If you can live with the implied dataloss (of 1-15 minutes) yes, this should work. The manual recommends setting up a dedicated cluster network for corosync though so a hickup in your replication or main network doesn't impact your cluster. It might also be a good idea to add a redundant link in case the first one gets broken: https://pve.proxmox.com/wiki/Cluster_Manager#_cluster_network

I also remember that consultants reported that they setup their customers clusters with a dedicated network node-to-node connection for the ZFS replication for two reasons:
  • A problem with the regular network doesn't impact the replications
  • Since only your PVE nodes are part of this network, you can disable encryption for the transport resulting in a higher transfer performance
However this owuld need that you would need another network adapter for the corosync network (1GB should be enough if I recall correctly the discussions in this forum on such setups), so you would have at least three networks:
  • Regular network so clients can connect to the servers and the servers to the NAS
  • corosync network for cluster communication
  • storage network for replication
I'm not sure which one should get the 10Gb or 25 Gb network card, I hope somebody with actual professional experience can add this information.
Concerning RAIDZ I remember discussions where participants (from their experiences in enterprise setups) recommended against using ZFS RAIDZ levels for performance reasons. Instead zfs mirrors should be used.
We also have an old R720 that we came into possession with 8x 10TB SATA drives that we were planning on running TrueNAS Scale as a storage server for our office workstations and also as a backup for Proxmox snapshots. We would then backup the snapshots and workstation shares to a cloud backup service. We would probably run the QDevice as a VM in TrueNAS Scale. I don't believe that the 8 SATA disks in RAIDZ2 would provide the bandwidth needed to be a shared storage for the VMs.

──────

■ EXERCISE TASK 1: Repeat the Proxmox forum post word for word from "We also have" up to and including "for the VMs.".
■ EXERCISE TASK 2: According to the Proxmox forum post, what did participants recommend using instead of ZFS RAIDZ levels?

■ RECORDED INFORMATION:
──────

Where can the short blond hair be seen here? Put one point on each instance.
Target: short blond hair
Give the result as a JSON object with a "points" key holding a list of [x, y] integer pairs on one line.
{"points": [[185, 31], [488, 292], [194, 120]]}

──────

■ RESULT 1:
We also have an old R720 that we came into possession with 8x 10TB SATA drives that we were planning on running TrueNAS Scale as a storage server for our office workstations and also as a backup for Proxmox snapshots. We would then backup the snapshots and workstation shares to a cloud backup service. We would probably run the QDevice as a VM in TrueNAS Scale. I don't believe that the 8 SATA disks in RAIDZ2 would provide the bandwidth needed to be a shared storage for the VMs.

■ RESULT 2: ZFS mirrors.